▶ **Text block**:
'''

Anyway, that is not what inspired me to write. Nor is it what I am going to write about.


Here’s what did - my niece. She is now 7 and an ever present reminder to me of just how old I am getting! Again, not my point here.

She, K, currently has a great plan for her future. Other than inheriting my room along with my wardrobe, computer and keys to all the draws and cupboards she is currently not allowed to access, K has a great career plan.


She wants to be


An actress.

A paleuntolojist paleontologist

Environmentalist

Witch (the real magical kind)

Pop singer

Teacher

Non- vegetarian cum animal rights activist


Then she came up with a plan:


She will study to be a paleontologist, work as one for a few years to discover something new (anything new) about dinosaurs, after which she will act in a movie and provide the soundtrack. In the movie, she will of course be acting as a paleontologist. After this, she will teach paleontology; all the while of course keeping up her fight for the environment and for animal rights.

'''

▶ **Data shown**:
'''

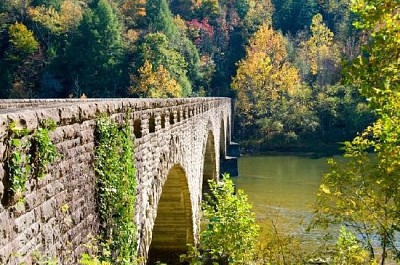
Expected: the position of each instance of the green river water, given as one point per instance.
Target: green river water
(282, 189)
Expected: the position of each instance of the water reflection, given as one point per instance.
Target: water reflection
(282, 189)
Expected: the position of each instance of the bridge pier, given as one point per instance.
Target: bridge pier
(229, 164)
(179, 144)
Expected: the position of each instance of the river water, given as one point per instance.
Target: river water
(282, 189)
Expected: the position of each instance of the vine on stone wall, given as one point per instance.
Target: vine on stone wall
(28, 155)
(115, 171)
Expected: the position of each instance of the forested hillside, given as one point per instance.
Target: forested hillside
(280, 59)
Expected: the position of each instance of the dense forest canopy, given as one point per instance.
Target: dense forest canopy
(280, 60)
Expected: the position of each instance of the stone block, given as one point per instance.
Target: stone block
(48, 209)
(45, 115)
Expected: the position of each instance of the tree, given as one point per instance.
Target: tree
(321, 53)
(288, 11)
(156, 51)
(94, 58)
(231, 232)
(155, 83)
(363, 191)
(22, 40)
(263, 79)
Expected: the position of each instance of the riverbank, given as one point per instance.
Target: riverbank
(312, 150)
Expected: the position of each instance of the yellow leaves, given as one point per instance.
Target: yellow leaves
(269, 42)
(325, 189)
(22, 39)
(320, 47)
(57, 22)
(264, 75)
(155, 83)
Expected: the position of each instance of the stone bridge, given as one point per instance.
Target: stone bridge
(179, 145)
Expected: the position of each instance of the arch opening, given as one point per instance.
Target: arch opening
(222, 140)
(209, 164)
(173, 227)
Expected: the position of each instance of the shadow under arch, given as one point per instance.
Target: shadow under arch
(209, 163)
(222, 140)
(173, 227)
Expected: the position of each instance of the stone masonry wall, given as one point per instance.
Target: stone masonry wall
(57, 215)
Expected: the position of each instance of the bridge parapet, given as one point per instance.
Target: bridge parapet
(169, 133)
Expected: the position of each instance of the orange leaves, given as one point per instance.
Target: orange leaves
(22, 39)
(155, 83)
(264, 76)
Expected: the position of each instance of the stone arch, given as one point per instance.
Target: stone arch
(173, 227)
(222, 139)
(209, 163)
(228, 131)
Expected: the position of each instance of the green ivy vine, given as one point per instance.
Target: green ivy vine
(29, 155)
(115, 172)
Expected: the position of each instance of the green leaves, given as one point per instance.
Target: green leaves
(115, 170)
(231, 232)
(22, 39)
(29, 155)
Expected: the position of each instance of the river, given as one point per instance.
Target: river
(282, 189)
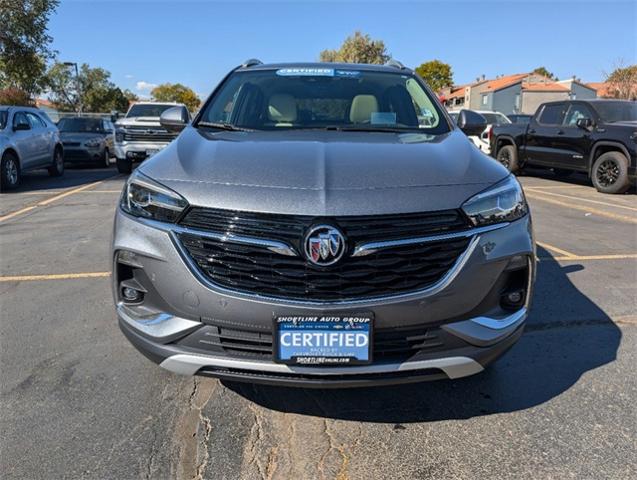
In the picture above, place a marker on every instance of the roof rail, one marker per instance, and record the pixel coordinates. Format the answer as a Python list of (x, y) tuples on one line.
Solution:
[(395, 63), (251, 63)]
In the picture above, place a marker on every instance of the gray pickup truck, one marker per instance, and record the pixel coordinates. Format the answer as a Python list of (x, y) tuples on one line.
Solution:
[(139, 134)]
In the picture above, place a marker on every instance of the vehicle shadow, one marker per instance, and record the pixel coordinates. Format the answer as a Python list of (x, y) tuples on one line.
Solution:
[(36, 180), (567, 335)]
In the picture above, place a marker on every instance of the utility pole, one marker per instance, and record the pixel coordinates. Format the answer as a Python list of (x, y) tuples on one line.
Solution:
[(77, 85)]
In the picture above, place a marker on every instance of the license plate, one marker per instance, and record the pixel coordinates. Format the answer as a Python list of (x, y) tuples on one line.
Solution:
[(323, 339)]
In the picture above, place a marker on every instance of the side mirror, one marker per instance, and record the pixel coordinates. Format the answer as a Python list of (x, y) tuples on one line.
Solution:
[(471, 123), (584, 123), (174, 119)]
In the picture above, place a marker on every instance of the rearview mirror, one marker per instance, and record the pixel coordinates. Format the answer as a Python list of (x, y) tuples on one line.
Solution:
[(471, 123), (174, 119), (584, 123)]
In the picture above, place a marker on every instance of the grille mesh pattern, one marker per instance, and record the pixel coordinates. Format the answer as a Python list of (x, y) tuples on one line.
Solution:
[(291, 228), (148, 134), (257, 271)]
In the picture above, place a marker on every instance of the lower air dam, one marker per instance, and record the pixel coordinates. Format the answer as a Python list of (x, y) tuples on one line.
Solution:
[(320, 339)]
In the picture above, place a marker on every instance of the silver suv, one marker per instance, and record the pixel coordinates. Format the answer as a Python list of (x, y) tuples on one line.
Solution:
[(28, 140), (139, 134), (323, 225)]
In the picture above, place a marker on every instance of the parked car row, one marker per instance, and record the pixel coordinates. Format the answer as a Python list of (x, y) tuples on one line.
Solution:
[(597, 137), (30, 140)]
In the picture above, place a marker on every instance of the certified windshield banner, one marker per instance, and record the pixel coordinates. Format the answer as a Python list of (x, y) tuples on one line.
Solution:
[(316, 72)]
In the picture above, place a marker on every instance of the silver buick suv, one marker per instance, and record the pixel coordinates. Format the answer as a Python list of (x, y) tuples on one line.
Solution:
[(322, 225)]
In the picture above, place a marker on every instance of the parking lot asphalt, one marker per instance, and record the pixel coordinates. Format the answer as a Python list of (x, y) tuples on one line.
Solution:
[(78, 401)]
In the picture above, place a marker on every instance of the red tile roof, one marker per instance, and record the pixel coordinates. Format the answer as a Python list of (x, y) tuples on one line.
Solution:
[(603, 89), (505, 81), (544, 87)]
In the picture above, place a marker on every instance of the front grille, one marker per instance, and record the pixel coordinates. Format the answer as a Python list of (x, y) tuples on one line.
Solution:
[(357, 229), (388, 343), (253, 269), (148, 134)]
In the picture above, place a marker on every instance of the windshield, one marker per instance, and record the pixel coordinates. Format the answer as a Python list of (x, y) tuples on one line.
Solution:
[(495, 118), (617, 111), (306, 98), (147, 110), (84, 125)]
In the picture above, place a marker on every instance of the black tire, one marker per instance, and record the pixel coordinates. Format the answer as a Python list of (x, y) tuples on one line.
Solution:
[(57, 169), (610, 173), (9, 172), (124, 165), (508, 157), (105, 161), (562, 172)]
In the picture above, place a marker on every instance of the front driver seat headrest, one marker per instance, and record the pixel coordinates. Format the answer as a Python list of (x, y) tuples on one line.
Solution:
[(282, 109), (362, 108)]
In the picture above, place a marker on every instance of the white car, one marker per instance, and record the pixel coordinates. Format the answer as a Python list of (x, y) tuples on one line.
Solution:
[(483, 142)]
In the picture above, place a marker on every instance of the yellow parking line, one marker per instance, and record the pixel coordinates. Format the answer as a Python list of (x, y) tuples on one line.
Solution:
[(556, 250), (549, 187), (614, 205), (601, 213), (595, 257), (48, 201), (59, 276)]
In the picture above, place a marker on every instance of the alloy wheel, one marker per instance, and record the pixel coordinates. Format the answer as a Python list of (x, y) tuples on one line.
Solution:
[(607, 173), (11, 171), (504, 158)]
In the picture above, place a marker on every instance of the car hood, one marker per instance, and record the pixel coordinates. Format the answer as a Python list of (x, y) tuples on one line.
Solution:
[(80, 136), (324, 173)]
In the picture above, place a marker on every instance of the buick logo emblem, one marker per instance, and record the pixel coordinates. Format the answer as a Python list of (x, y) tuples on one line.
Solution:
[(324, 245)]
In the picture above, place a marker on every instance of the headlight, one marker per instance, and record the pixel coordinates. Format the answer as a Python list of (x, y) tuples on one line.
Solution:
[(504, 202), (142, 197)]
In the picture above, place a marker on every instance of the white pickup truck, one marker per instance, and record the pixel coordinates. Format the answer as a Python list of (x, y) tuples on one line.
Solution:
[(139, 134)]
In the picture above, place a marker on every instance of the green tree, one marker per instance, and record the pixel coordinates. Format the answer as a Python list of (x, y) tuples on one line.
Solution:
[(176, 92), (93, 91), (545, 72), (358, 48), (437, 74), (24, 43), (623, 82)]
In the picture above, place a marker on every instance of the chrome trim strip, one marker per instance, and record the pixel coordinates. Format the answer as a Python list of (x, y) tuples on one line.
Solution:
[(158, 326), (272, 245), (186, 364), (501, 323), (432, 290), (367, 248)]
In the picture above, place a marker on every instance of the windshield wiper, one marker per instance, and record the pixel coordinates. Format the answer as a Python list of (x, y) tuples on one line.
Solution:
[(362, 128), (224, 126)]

'''
'''

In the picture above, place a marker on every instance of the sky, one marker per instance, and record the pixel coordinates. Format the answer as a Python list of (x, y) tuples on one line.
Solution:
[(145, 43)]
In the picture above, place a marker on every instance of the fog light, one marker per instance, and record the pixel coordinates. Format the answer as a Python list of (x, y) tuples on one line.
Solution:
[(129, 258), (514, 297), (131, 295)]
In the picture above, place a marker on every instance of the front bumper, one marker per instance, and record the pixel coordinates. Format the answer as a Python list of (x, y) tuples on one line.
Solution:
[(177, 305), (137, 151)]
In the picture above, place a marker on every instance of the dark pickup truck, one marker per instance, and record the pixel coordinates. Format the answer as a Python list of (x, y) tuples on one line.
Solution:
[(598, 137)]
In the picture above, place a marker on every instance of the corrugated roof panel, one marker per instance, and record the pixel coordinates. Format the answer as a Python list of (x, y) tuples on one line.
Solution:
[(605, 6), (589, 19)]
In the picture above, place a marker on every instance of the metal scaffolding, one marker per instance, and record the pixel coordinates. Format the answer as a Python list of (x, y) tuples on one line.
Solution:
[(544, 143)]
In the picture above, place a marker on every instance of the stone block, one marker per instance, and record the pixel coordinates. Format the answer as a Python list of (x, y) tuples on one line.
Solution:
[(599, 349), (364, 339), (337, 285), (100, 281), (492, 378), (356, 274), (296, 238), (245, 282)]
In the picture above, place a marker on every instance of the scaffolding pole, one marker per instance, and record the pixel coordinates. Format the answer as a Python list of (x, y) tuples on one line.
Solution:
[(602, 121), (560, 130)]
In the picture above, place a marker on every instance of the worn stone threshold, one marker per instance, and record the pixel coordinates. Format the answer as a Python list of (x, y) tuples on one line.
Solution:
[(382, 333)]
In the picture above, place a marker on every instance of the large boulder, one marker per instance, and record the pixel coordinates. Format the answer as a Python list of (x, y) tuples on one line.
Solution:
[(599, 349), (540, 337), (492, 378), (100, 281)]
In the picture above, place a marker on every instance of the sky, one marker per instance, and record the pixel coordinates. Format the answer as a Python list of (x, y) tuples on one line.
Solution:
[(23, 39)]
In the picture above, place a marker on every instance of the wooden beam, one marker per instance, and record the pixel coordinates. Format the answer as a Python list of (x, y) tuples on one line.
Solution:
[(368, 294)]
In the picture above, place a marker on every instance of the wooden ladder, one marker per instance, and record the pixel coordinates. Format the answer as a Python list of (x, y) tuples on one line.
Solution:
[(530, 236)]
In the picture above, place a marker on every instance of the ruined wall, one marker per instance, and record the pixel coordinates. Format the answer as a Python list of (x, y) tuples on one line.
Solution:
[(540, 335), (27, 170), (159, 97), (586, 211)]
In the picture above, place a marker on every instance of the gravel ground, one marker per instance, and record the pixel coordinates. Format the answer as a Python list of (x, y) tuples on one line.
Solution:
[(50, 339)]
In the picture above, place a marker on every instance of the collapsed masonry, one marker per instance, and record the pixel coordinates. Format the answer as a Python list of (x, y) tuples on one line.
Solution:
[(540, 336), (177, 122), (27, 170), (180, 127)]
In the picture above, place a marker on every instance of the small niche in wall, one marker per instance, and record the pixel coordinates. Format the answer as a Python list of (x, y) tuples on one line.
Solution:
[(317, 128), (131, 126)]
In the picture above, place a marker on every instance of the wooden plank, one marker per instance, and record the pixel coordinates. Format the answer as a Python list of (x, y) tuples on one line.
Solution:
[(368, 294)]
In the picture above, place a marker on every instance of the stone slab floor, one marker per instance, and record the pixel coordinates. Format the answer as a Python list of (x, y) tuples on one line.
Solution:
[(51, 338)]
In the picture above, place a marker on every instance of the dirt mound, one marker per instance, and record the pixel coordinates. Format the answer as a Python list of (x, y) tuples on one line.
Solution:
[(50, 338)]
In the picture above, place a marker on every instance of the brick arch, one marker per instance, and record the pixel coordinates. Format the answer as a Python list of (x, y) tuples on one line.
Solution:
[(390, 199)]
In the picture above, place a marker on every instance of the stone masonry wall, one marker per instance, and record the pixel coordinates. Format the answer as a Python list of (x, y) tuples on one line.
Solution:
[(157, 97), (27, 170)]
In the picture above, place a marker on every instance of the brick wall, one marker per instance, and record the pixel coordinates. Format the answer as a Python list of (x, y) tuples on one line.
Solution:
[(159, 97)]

'''

Continue the piece about the niece K and her career plan, starting right after its final sentence.

And she is very serious, mind you. She started yesterday by doing her math homework very quickly. Math she has been informed is a very important part of paleontology-cal success.


This started me thinking and at lunch today I asked R if he had such a list as a kid. Of course he did - which kid doesn’t.

I had quite a list myself. Some of which pre date my memory. Interestingly, I am told that at age 3 and a half, I wanted to be a “business woman”. Apparently, I stapled a bunch of papers together to create a makeshift cheque book and I carried that and a little briefcase around, writing people cheques- that’s of course what I thought “business women” should do.

Then, for the longest time I wanted to be an architect. I wanted to build a perfectly spherical building. I expanded that slightly to include the term ‘interior decorator’ and drew elaborate plans for the interior of my future house (more like palace), complete with red carpets, spiral staircases, ‘his’ and ‘her’ toilets, etc. I would live in it, of course with my parents and also apparently with 5 husbands (oh that’s a whole different story, I had a very strange idea of who husbands were!).

Around the age of 7 I had learnt to understand cricket and became like most good Indians, a fan. I wanted very badly to play for the Indian team. I dropped the idea when I was told there was absolutely no chance of a woman being allowed to play in the men’s team and also no chance of me growing up into a man. No one watches women’s cricket and feminist as I was, I had to concede, I found it was boring.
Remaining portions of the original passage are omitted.